GIVEN EXERCISE 1. In the syngas passage, starting at "Preferably the process" and ending at "in step (a).", reproduce the text with "CO2 recovery system" changed to "carbon dioxide recovery unit".
GIVEN EXERCISE 2. Which lettered process steps does the syngas passage mention? List each one.

TEXT BLOCK.
┌──

The division of the gaseous stream of step (b) into sub-streams can be such so as to create any desired H2/CO ratio following their recombination. Any degree or amount of division is possible. Where the gaseous stream of step (b) is divided into two sub-streams, the division into the sub-streams could be in the range 80:20 to 20:80 by volume, preferably 70:30 to 30:70 by volume, depending upon the desired final H2/CO ratio. Simple analysis of the H2/CO ratios in the second CO depleted stream and knowledge of the desired ratio allows easy calculation of the division. In the case that one stream is to be used as feed for e.g. a second stage of a Fischer-Tropsch process in step (e), this stream will usually be between 10 and 50%, preferably between 20 and 35% of the first CO depleted stream.
The simple ability to change the degree of division into the sub-streams also provides a simple but effective means of accommodating variation in the H2/CO ratio in the gaseous stream as obtained in step (b) which variations are primarily due to variation in feedstock quality. With feedstock quality is here meant especially the hydrogen and carbon content of the original fuel, for example, the ‘grade’ of coal. Certain grades of coal generally having a higher carbon content will, after gasification of the coal, provide a greater production of carbon monoxide, and thus a lower H2/CO ratio. However, using other grades of coal means removing more contaminants or unwanted parts of the coal, such as ash and sulfur and sulfur-based compounds. The ability to change the degree of division of the fuel-derived syngas stream into the sub-streams allows the process to use a variety of fuel feedstocks, generally ‘raw’ coal, without any significant re-engineering of the process or equipment to accommodate expected or unexpected variation in such coals.
Preferably the process further comprises the step of subjecting the CO depleted stream as obtained in step (d) to a CO2 recovery system thereby obtaining a CO2 rich stream and a CO2 poor stream and wherein the CO2 poor stream is used in step (e). The CO2 rich stream is preferably partially used as the CO2 containing transport gas in step (a).

└──

SUPPLIED INFORMATION.
┌──

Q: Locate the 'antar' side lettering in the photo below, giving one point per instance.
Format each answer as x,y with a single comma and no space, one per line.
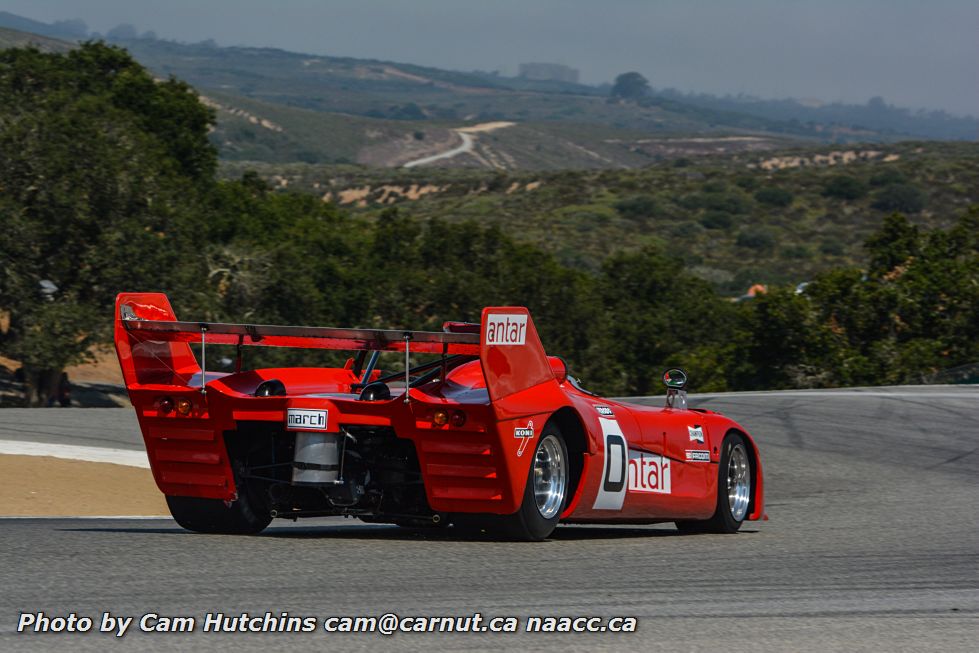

└──

TASK ANSWER 1.
Preferably the process further comprises the step of subjecting the CO depleted stream as obtained in step (d) to a carbon dioxide recovery unit thereby obtaining a CO2 rich stream and a CO2 poor stream and wherein the CO2 poor stream is used in step (e). The CO2 rich stream is preferably partially used as the CO2 containing transport gas in step (a).

TASK ANSWER 2. Step (a), step (b), step (d), step (e)